• _Supplied material_:
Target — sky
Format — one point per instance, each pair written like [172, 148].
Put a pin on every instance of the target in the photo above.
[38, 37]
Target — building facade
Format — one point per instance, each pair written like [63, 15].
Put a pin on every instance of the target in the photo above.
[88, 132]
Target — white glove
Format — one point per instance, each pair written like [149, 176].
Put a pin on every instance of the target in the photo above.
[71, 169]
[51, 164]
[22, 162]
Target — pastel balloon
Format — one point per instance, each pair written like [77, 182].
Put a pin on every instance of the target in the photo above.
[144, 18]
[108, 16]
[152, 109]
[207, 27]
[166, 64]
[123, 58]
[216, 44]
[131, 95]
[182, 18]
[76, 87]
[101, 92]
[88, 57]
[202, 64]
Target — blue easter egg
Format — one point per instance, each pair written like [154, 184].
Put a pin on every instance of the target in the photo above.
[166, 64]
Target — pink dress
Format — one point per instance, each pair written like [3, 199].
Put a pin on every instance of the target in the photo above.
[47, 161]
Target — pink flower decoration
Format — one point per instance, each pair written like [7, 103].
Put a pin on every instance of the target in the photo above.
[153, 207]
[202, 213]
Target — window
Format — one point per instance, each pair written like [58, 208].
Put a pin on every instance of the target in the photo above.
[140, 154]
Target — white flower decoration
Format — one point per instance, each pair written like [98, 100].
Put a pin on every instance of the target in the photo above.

* * *

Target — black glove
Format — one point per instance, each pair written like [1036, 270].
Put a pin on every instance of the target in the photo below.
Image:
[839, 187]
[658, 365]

• _Objective_: Locate each line in the data above that contains the string "pair", treating uppercase and lowercase as different, and copy those lines out.

• _The response_:
Format — one point per instance, each pair written like [172, 148].
Format — one point per instance, each pair written like [63, 15].
Format — one point per instance, each pair written like [149, 176].
Format — one point per instance, each pair written like [77, 182].
Format — one point per instance, each pair written like [154, 184].
Format — one point per instance, each pair written like [3, 199].
Format — one point per instance, each pair written like [7, 103].
Format — one point per instance, each pair written like [58, 208].
Format — one point per instance, each pair written like [98, 100].
Format — one point per instance, each pair written like [1036, 270].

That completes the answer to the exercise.